■ **YOUR TASK**
Could you print exactly the lines of the listing below, starting at the line that has "Place one marker on each instance of the neighboring" and ending at the line that has "Place one marker on each instance of the baseboard", and only those lines?

■ **RECORDS SUPPLIED**
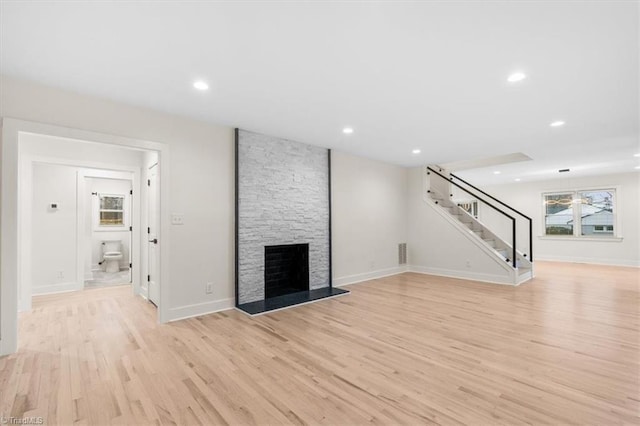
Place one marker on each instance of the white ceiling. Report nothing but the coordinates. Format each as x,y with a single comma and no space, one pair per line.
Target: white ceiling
404,75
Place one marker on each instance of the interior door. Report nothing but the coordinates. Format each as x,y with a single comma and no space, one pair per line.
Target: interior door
153,275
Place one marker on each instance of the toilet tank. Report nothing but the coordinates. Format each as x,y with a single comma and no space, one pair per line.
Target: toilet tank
111,246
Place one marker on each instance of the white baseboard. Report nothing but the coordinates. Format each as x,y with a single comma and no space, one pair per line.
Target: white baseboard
198,309
594,261
463,275
357,278
56,288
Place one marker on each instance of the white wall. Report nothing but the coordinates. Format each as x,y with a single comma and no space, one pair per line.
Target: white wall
436,247
369,200
527,197
53,240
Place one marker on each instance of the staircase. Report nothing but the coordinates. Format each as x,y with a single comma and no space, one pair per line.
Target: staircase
439,189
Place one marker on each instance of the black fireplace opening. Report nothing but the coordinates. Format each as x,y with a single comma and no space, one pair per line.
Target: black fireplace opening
286,269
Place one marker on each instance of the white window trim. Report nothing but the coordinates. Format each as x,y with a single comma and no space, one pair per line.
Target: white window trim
577,220
111,228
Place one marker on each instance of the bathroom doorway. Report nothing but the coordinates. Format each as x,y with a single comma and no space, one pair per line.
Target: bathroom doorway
107,229
42,234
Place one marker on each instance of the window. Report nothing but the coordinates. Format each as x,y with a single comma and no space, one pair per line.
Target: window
580,213
111,210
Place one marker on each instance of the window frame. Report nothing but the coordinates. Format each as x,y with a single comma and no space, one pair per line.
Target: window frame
98,227
577,217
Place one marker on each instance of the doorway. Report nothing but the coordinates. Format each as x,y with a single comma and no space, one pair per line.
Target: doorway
108,226
17,236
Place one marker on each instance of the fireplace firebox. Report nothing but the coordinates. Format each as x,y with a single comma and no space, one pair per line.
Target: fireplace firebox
286,269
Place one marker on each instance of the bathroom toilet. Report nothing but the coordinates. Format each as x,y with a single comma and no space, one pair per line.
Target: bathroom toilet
111,255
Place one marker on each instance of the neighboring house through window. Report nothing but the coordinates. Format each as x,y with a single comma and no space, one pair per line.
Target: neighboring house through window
580,213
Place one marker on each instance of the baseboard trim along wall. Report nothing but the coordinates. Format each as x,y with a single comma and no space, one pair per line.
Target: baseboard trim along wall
56,288
462,275
597,261
199,309
357,278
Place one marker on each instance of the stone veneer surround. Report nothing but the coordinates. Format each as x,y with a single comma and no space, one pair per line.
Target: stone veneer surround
283,198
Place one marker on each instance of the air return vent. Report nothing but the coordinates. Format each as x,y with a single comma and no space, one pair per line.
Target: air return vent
402,253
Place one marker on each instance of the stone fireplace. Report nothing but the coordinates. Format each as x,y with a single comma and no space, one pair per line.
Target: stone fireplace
283,222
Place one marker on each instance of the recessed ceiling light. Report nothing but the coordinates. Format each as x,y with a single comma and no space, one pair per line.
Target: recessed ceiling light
516,77
201,85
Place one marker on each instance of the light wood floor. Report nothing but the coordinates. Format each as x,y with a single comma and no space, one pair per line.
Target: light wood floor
408,349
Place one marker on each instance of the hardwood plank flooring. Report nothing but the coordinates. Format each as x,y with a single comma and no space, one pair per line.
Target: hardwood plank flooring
407,349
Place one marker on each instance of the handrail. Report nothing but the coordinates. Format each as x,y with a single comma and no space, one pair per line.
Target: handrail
507,206
513,220
490,196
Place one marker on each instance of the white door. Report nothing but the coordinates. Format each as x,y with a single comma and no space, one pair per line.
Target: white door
153,271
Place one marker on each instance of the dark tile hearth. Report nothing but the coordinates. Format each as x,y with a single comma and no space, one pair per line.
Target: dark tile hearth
291,299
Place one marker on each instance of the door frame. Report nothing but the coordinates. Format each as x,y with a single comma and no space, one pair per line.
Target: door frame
86,169
132,176
11,186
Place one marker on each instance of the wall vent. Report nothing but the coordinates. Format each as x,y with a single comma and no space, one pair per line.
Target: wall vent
402,253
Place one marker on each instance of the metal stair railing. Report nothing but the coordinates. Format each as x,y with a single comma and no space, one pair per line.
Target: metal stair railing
507,206
513,220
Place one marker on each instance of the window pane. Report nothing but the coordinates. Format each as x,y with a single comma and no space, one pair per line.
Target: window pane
596,210
558,219
111,219
111,203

■ **OUTPUT FOR THIS TASK**
Place one marker on each instance of the neighboring house through window. Report nothing but the coordinates. Format each as x,y with a single comma and no space, one pair per line.
Target: neighboring house through window
580,213
Place one marker on each instance of the baseboard trim along wall. Report nothing but the coordinates. Format each as x,y with a single comma and no space, one pair per line.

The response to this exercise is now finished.